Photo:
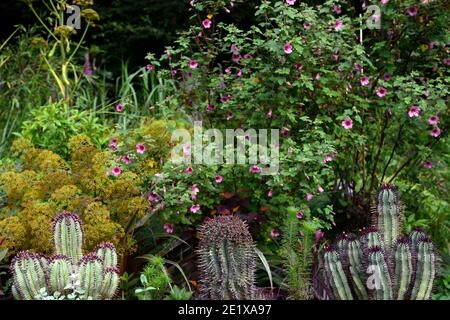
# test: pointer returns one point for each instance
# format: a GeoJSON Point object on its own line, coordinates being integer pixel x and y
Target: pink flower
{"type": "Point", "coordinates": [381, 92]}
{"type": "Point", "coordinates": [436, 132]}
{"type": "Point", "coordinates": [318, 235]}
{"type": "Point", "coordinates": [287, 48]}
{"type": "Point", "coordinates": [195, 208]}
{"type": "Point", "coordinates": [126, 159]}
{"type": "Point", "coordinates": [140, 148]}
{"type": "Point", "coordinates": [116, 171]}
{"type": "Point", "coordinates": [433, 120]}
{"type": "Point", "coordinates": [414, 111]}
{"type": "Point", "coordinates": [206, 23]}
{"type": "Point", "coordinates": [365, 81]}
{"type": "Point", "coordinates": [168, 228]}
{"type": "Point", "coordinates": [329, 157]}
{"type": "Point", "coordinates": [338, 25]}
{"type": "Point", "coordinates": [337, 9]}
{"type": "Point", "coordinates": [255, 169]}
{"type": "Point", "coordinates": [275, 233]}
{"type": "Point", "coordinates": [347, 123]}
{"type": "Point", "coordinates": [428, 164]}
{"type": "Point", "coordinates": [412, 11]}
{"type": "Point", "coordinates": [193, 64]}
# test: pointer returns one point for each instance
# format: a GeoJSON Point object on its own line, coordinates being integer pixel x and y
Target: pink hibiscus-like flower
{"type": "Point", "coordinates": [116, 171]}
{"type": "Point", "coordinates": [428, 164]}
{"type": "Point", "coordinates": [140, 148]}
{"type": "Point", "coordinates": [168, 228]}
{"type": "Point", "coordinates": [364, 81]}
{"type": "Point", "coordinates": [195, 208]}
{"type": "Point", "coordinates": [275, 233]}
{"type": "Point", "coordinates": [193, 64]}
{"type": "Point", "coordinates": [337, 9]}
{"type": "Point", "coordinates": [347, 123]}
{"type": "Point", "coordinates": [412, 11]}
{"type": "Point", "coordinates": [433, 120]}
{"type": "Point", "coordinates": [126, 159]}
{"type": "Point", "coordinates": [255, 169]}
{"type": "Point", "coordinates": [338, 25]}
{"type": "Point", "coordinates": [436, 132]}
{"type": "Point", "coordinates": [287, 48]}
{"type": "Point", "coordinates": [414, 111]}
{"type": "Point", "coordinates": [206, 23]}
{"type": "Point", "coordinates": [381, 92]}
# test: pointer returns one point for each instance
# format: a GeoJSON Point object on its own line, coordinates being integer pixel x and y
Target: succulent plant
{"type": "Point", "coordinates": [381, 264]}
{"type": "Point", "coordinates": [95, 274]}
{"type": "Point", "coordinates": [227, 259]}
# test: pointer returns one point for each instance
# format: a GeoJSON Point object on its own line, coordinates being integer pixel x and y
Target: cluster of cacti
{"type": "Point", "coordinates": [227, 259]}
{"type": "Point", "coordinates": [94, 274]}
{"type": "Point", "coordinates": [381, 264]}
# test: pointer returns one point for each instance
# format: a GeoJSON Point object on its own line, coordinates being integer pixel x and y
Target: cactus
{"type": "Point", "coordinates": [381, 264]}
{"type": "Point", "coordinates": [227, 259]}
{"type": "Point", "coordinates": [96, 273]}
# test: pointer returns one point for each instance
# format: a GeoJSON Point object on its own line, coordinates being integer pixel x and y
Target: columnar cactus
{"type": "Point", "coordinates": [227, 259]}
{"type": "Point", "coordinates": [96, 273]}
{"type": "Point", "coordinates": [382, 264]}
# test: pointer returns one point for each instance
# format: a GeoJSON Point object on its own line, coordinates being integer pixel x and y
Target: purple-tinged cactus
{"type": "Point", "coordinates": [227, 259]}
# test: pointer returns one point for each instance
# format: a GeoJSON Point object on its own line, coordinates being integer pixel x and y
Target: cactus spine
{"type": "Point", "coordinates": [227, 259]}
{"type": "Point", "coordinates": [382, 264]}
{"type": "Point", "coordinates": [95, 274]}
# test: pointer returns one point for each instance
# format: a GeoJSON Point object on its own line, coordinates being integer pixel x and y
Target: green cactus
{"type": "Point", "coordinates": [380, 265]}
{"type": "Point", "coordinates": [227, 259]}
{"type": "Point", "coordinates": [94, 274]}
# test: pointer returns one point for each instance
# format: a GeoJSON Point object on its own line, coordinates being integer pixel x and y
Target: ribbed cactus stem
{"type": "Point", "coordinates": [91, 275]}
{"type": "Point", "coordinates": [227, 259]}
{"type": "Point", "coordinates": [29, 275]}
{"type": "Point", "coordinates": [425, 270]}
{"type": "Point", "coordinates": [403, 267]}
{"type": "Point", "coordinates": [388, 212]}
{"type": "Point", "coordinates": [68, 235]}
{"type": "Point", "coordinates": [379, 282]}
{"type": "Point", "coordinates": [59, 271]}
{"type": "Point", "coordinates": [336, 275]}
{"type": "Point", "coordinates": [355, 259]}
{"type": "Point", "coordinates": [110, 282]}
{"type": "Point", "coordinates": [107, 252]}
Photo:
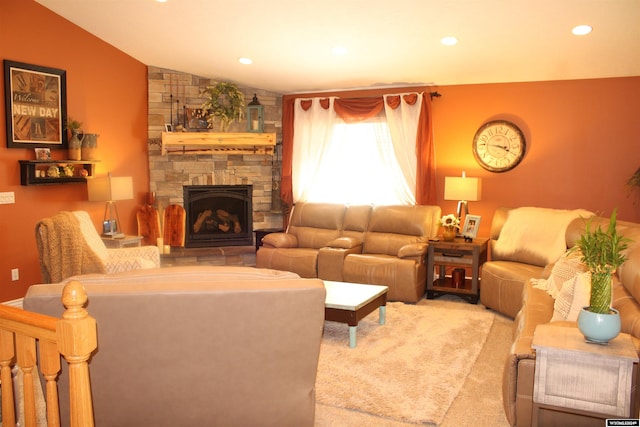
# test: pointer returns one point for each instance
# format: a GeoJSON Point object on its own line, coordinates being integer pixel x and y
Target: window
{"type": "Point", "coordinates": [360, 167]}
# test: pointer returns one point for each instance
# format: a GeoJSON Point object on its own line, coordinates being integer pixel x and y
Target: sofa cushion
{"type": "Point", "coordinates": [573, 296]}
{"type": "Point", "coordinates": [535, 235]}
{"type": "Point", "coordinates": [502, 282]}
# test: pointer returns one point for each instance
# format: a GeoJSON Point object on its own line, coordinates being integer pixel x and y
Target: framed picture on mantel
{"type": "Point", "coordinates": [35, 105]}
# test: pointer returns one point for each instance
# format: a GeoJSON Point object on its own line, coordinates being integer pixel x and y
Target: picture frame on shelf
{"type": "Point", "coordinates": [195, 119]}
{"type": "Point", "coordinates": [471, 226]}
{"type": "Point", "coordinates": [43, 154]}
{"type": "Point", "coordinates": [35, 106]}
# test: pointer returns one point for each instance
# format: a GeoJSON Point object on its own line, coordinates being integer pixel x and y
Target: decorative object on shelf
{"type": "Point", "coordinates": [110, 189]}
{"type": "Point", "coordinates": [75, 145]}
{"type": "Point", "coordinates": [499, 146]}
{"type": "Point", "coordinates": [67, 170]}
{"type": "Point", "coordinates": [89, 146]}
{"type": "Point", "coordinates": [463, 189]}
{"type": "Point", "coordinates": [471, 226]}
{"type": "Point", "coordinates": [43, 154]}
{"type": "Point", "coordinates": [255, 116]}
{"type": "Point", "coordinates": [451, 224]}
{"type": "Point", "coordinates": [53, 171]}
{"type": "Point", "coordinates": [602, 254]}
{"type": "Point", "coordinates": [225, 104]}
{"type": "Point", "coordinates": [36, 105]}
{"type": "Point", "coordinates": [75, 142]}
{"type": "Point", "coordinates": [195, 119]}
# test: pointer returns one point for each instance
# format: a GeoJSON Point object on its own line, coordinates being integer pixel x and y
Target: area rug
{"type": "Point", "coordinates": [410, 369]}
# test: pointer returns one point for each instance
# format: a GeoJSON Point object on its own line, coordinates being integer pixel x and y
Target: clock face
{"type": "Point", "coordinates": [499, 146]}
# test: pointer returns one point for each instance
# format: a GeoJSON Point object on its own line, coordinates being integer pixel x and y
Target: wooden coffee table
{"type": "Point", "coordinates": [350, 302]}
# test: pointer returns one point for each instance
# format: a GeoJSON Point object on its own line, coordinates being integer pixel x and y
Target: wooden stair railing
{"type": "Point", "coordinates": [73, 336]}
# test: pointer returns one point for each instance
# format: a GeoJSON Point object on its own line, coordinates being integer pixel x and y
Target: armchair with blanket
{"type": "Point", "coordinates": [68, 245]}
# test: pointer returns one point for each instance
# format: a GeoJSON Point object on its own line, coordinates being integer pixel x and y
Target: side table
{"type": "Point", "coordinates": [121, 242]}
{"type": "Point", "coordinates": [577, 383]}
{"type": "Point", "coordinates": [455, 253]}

───

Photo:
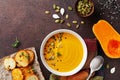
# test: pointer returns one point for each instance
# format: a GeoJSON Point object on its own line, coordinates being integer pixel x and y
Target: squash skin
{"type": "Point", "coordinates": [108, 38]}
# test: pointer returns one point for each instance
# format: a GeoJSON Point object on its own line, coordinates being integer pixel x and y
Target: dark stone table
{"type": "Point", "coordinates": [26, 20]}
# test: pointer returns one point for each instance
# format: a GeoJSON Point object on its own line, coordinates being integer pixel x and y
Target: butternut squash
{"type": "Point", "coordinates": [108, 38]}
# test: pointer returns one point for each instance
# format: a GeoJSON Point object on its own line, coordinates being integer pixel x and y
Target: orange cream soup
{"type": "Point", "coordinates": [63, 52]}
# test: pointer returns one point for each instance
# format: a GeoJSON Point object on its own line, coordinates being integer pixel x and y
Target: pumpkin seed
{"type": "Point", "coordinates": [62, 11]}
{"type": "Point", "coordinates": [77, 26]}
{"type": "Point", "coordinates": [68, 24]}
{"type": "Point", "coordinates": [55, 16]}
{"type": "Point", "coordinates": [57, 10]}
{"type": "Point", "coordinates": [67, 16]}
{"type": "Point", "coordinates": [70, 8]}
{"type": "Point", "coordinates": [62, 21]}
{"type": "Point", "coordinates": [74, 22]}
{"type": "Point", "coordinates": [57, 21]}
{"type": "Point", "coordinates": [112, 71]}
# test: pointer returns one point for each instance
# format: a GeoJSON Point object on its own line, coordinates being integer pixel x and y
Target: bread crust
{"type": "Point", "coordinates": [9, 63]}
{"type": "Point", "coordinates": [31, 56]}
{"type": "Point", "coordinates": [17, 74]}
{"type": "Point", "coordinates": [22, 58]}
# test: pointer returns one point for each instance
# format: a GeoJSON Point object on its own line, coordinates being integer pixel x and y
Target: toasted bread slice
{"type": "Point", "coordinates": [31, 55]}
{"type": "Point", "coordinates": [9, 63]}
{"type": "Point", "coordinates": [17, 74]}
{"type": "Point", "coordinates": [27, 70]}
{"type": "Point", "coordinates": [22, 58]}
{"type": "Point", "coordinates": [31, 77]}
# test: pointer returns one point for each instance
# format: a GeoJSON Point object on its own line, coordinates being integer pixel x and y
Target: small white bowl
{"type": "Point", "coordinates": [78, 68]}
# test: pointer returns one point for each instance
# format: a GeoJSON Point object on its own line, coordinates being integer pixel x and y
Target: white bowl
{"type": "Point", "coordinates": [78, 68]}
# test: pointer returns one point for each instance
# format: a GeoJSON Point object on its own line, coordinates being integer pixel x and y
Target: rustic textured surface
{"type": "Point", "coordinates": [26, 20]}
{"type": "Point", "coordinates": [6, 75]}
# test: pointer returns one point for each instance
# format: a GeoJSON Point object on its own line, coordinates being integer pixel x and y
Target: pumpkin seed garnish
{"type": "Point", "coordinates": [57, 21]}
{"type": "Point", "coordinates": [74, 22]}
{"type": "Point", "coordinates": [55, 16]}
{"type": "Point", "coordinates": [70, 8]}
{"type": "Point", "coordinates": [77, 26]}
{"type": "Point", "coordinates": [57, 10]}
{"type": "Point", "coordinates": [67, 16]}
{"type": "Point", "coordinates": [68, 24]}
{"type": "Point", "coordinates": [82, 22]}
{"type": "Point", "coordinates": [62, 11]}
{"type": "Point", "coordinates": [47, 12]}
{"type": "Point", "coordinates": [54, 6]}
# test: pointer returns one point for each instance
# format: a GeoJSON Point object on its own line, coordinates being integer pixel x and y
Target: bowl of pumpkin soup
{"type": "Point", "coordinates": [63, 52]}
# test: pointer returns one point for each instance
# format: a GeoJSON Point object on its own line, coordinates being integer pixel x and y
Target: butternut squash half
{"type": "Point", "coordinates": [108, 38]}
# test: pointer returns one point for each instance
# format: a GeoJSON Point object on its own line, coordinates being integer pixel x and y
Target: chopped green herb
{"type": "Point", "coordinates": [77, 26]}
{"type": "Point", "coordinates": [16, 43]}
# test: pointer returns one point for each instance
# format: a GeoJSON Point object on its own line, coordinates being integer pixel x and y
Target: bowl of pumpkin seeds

───

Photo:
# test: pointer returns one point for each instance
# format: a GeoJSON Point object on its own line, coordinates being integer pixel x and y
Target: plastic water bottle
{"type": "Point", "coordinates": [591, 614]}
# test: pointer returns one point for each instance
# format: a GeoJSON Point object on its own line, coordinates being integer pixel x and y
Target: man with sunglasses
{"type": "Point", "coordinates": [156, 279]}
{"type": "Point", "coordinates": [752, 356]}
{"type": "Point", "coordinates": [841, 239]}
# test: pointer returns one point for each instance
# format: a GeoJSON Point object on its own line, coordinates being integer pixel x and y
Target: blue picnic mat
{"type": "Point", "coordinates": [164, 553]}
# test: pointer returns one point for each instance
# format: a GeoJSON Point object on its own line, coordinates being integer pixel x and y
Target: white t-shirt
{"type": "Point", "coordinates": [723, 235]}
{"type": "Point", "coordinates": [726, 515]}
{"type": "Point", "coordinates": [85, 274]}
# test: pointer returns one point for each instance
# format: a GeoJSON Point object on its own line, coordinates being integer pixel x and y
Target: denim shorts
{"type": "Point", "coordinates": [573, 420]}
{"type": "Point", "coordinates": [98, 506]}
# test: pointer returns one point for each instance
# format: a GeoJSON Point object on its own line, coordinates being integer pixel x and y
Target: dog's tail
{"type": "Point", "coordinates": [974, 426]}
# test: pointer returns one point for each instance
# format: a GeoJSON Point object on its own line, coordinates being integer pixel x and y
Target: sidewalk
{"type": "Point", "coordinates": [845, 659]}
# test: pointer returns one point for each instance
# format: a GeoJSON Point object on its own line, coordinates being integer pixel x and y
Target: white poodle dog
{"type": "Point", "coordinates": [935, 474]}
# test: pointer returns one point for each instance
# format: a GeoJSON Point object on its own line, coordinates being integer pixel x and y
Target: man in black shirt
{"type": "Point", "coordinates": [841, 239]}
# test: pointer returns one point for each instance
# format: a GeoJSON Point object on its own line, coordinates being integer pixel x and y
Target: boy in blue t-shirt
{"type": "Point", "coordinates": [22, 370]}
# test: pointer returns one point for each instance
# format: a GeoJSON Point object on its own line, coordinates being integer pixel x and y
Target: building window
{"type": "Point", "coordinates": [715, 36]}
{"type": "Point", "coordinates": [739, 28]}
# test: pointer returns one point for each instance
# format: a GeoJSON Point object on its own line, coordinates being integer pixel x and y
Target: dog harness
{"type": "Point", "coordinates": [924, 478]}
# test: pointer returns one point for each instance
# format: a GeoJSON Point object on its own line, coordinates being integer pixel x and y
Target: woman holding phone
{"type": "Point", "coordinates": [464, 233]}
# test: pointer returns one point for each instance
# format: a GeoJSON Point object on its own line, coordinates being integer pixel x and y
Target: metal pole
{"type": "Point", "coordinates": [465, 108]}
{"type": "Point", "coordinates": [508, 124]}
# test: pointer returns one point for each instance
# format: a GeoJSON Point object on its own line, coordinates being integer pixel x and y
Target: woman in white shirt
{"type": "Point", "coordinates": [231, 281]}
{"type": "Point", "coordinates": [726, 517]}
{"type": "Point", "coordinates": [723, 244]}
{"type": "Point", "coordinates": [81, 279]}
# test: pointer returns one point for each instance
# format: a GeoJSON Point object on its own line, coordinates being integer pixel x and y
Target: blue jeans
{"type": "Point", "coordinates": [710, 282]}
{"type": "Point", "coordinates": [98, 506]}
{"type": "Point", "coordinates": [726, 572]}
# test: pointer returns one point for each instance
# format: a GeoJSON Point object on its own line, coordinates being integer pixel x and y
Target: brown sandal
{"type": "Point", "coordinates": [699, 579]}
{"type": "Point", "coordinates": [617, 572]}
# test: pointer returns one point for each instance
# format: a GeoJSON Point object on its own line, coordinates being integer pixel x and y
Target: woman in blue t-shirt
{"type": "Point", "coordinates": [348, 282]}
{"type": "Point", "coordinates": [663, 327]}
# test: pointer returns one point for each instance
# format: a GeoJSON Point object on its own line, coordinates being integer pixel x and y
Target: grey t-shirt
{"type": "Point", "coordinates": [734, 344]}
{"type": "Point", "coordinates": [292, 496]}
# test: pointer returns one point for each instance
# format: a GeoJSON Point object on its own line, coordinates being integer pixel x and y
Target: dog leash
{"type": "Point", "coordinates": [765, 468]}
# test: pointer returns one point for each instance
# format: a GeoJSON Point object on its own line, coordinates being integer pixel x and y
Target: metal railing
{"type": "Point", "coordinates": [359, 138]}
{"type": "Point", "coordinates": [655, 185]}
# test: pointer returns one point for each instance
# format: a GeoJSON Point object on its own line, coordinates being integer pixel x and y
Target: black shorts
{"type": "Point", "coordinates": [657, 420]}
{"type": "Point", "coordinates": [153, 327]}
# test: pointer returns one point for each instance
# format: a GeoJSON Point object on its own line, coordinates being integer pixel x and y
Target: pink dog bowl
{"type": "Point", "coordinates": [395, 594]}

───

¿En cuántas líneas de los datos de arriba aparece la palabra "shorts", teniendo en cuenta mayúsculas y minúsculas? Indica solo el número.

Respuesta del ejercicio: 2